*** Opening Reading text ***
Our aim is to choose a relatively sparse model that fits the data. Start with forward selection: for each of the \(L\) functional annotations of SNPs, fit a model including (i) a region-level parameter for regions in the top third of the distirbution of gene density (ii) a region-level parameter for regions in the bottom third of the distirbution of gene density (iii) a SNP-level parameter for SNPs from 0-5 kb from a TSS (iv) a SNP-level parameter for SNPs from 5-10 kb from a TSS (v) a SNP-level parameter for the annotation in question.

We now have \(L\) models and calculate the likeihood (equation 6) for each.

Add the annotation that most significantly improves the likelihood to the model –> model 1a.
Test model 1a plus each annotation identified as having a significant marginal effect.
Go back to step 1 if any annotation remains significant.

I.e. we add the SNP annotation that significantly improves the likelihood at each round.

Using the model found above, tune the penalty parameter \(p\) by finding the value of \(p\) that maximises the cross-validation likelihood (equation 9). Cross-validation is then also used to see if any terms can be removed from the model.

Drop each annotation from the model (including (i)-(iv)) in turn and evaluate the cross-validation likelihood.
Drop the annotation from the model and return to step 1 if a simpler model has a higher cross-validation likelihood han the full model.
Report the model that has the highest cross-validation likelihood. This is the (nearly) final model.

I.e. we keep removing terms one-by-one until the cross-validation likelihood doesn’t improve anymore.
*** Closing Reading text ***
*** Opening Given information ***
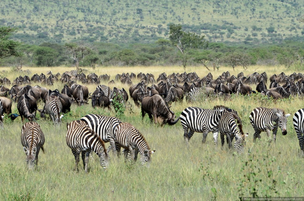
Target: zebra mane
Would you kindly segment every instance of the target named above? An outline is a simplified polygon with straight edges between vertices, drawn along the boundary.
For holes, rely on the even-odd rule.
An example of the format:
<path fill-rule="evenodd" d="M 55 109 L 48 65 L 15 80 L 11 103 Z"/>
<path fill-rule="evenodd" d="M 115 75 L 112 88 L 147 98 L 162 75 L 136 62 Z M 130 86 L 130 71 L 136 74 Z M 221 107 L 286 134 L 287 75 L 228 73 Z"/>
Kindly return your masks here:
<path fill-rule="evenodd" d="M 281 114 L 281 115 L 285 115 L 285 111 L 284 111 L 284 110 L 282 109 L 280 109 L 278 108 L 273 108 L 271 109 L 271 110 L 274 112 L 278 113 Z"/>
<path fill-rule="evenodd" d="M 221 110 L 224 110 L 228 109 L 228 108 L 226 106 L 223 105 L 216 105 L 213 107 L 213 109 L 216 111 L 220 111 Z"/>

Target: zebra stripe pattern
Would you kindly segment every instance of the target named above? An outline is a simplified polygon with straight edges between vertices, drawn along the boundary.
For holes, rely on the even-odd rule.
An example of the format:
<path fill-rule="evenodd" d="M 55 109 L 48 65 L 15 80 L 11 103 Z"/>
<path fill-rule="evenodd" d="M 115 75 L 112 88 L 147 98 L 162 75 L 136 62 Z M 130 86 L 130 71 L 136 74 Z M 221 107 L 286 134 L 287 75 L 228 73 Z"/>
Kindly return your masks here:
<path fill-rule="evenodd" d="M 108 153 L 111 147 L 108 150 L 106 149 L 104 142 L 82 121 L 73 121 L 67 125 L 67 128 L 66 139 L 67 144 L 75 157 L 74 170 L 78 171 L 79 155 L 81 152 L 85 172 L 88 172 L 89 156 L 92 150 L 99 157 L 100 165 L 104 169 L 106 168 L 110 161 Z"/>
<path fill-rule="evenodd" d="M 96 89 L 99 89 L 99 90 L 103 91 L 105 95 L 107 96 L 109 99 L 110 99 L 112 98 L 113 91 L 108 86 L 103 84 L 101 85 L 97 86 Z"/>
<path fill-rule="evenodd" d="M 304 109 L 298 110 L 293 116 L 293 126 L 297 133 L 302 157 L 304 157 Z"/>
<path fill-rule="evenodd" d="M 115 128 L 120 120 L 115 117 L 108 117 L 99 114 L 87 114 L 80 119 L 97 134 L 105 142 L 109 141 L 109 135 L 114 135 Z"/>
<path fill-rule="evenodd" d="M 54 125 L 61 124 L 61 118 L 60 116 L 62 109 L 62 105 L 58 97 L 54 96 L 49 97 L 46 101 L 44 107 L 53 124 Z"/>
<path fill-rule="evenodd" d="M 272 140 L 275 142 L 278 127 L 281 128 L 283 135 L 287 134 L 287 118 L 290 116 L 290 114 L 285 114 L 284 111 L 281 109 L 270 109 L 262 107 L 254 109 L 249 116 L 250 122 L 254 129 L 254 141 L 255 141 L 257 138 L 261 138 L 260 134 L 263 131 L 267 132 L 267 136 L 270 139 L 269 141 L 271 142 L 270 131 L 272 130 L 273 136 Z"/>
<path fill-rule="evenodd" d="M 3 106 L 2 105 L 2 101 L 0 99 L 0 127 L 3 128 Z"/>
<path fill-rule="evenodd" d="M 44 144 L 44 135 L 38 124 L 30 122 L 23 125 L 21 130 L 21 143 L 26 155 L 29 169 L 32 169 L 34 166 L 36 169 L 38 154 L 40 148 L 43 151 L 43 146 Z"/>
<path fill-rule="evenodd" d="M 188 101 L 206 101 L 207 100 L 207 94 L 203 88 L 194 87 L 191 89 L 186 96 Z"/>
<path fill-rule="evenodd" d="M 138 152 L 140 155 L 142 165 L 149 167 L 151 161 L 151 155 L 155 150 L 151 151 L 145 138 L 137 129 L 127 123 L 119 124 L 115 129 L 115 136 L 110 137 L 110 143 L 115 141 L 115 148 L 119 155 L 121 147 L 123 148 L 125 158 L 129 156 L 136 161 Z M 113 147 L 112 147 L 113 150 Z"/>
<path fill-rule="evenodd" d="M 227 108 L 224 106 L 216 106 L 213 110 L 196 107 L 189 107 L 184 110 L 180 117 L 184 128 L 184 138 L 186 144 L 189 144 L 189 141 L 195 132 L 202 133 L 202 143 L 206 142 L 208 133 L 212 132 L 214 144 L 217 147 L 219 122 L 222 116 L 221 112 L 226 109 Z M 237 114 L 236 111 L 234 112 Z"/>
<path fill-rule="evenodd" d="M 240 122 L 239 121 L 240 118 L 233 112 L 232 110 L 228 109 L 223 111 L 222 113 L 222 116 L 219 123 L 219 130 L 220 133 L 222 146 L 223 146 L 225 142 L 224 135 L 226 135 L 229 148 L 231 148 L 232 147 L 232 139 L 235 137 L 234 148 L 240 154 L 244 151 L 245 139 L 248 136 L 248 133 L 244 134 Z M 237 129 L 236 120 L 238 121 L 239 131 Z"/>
*** Closing Given information ***
*** Opening Given information ***
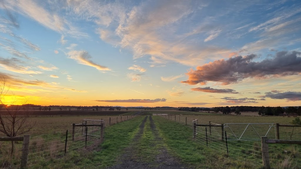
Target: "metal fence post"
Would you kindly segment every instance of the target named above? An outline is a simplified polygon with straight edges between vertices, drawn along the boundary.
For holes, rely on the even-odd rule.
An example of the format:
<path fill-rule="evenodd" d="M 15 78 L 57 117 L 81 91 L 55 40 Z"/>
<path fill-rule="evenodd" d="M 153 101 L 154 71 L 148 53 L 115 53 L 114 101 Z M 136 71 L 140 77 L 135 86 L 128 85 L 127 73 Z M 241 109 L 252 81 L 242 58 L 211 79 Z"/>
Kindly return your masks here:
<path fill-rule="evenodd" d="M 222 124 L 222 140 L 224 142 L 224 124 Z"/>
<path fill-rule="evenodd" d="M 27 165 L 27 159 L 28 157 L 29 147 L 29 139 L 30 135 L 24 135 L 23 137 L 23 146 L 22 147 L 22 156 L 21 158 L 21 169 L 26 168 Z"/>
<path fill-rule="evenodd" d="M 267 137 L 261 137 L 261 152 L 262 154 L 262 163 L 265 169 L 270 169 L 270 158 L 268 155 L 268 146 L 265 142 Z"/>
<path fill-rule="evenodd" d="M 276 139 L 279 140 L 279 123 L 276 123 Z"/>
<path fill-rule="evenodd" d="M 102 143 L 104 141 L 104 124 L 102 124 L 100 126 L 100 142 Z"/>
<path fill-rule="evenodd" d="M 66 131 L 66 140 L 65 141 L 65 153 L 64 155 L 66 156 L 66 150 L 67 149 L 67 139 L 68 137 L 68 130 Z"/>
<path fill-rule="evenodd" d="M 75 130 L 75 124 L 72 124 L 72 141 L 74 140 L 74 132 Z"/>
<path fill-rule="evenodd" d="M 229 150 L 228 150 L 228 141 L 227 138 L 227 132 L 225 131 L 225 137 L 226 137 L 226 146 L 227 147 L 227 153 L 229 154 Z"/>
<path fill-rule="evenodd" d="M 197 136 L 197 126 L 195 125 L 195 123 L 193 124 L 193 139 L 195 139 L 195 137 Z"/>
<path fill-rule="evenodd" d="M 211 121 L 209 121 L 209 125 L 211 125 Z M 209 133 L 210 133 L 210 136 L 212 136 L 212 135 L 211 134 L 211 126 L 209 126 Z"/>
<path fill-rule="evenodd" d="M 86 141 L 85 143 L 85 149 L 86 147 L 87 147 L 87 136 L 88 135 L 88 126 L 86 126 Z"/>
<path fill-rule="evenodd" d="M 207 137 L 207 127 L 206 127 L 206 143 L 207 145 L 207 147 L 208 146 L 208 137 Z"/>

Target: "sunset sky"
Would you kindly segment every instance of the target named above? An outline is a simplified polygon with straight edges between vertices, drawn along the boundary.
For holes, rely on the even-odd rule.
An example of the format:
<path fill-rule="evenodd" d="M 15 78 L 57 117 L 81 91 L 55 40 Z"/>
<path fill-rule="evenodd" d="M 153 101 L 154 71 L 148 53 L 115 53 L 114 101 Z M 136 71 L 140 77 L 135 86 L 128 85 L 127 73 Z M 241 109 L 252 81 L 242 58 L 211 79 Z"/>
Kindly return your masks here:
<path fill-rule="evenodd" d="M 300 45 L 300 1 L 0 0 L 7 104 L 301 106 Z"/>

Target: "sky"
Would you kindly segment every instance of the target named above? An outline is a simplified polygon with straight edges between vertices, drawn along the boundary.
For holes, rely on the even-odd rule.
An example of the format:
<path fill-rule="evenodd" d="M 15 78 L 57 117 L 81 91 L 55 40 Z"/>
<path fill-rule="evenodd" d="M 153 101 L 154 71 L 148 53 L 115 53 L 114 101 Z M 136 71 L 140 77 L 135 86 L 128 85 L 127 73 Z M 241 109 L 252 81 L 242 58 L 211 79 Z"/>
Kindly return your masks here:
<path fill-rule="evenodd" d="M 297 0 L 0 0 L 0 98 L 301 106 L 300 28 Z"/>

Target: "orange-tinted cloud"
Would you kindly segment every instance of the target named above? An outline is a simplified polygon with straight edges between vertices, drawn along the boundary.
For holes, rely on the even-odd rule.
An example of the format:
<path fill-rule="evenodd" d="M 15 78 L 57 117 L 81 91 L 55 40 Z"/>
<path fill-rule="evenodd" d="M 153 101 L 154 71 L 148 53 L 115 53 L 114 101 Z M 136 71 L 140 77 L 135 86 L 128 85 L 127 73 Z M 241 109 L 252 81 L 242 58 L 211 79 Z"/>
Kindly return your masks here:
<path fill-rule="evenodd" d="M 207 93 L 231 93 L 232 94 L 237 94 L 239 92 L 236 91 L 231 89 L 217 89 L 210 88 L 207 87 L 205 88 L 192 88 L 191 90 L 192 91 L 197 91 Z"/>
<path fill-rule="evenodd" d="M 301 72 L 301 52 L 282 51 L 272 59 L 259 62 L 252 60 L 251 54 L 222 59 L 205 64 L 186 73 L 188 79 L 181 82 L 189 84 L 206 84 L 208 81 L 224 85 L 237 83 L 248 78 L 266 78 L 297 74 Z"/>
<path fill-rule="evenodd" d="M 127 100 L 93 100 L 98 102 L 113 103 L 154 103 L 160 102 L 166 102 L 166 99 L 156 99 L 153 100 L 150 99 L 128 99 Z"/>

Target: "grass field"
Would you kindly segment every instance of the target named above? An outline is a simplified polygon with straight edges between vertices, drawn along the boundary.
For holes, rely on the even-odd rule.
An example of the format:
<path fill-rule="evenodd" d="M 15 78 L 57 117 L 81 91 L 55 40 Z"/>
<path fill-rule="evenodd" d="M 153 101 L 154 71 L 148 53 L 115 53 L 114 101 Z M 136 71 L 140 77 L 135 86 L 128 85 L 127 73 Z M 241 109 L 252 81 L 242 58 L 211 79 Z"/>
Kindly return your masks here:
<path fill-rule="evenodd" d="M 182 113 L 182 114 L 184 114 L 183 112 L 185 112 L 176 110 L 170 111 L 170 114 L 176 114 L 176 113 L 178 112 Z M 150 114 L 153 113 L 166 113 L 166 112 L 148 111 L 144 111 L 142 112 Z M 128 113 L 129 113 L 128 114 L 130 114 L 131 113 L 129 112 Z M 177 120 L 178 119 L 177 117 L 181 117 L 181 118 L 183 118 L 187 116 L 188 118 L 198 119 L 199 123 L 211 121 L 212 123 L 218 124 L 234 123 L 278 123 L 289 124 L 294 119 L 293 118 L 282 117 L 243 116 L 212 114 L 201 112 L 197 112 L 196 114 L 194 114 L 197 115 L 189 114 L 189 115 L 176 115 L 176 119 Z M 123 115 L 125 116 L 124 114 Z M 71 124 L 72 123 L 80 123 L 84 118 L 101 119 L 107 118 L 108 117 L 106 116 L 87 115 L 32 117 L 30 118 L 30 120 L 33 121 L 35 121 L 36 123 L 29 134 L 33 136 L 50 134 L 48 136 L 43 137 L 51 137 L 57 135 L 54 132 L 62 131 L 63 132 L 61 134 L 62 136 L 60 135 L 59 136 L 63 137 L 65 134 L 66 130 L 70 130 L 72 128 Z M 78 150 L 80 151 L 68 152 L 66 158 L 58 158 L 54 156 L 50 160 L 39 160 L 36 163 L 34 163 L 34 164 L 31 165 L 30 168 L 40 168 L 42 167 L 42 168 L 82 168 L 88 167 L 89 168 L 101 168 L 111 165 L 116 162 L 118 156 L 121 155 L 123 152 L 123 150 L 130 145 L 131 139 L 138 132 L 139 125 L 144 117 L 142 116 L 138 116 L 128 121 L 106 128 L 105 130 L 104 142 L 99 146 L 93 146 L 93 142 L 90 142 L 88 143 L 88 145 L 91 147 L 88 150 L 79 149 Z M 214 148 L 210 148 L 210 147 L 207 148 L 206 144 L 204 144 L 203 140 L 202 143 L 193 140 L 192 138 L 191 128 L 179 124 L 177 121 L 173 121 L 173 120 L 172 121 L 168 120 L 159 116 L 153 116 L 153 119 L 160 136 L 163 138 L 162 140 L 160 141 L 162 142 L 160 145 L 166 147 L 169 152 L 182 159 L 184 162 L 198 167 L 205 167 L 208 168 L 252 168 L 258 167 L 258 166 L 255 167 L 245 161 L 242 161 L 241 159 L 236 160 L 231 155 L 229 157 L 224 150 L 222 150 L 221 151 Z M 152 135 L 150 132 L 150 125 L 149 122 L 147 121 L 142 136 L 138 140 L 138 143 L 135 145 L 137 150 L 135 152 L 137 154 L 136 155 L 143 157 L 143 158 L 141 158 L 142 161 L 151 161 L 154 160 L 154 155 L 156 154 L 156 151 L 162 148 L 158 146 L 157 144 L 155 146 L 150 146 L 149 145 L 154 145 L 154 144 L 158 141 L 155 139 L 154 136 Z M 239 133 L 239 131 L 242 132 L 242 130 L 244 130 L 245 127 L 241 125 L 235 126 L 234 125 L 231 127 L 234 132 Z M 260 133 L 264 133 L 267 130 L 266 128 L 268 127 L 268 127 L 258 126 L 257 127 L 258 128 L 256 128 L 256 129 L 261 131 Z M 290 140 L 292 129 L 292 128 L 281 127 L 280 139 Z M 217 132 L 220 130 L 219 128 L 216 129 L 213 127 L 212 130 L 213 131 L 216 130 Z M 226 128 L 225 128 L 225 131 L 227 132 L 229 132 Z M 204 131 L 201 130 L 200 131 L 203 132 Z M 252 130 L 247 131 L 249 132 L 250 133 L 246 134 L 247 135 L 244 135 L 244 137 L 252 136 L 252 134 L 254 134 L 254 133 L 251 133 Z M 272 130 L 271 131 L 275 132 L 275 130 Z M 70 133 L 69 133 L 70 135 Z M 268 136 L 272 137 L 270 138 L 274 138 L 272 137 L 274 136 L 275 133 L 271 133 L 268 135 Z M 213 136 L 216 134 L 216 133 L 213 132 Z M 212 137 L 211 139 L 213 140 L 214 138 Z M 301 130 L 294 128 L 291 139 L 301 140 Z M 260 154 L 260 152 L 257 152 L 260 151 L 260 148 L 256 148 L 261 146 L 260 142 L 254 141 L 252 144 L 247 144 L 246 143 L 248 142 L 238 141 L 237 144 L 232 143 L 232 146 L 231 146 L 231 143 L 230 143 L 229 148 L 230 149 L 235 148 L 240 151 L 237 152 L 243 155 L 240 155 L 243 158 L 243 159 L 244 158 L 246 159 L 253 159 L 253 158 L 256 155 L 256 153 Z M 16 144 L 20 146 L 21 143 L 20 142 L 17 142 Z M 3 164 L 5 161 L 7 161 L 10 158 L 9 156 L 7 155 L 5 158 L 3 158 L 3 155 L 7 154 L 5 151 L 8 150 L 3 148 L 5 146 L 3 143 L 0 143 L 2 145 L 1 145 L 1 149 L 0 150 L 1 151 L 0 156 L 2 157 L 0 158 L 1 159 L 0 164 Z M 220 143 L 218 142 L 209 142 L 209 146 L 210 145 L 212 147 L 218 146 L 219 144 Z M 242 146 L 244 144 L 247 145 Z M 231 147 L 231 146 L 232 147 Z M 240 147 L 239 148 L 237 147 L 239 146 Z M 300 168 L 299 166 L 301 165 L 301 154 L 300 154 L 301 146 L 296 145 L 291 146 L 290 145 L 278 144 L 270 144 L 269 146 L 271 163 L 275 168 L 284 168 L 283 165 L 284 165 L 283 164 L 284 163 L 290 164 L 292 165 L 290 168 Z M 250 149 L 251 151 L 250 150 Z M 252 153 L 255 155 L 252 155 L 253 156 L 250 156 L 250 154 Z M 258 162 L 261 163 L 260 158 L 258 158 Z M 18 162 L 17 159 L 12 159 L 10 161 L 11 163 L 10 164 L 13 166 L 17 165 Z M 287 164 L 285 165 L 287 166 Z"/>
*** Closing Given information ***
* [Required work]
1. Rewrite the paragraph of the model-selection text that begins "Our aim is to choose" as a brief list, keeping its main facts.
2. Write the next part of the model-selection text, continuing after its final sentence.

* [Answers by task]
1.
- Goal: choose a relatively sparse model that fits the data.
- Method: forward selection.
- For each of the \(L\) functional annotations of SNPs, fit a model with five parameters:
  - (i) a region-level parameter for regions in the top third of gene density
  - (ii) a region-level parameter for regions in the bottom third of gene density
  - (iii) a SNP-level parameter for SNPs 0-5 kb from a TSS
  - (iv) a SNP-level parameter for SNPs 5-10 kb from a TSS
  - (v) a SNP-level parameter for the annotation in question

2.
5. Conditional analysis to find interchangeable annotations

Many genomic annotations are correlated and it is possible that these correlated annotations will appear in the model together. It is therefore useful to know which annotations are related and can be used interchangably in the model. After the (nearly) final model is found by following the steps above, for each of the annotations in this model, the other annotations are taken in turn and tested whether the included annotation was significantly more informative than the nonincluded annotation (by fixing the estimates at their maximum-likelihood value and calculating the MLE of the ttested parameter conditional on the fixed values - if the CI does not overlap 0, then this is evidence that the second annotation adds more information to the model than does the first annotation).

Reweighting GWAS

Once the model has been fitted, we have empirical estimates of

\(\Pi_k\): The prior probability that region \(k\) contains a causal SNP associated with the trait.
\(\pi_{ik}\): The prior probability that SNP \(i\) is the causal SNP, given that region \(k\) contains a causal SNP.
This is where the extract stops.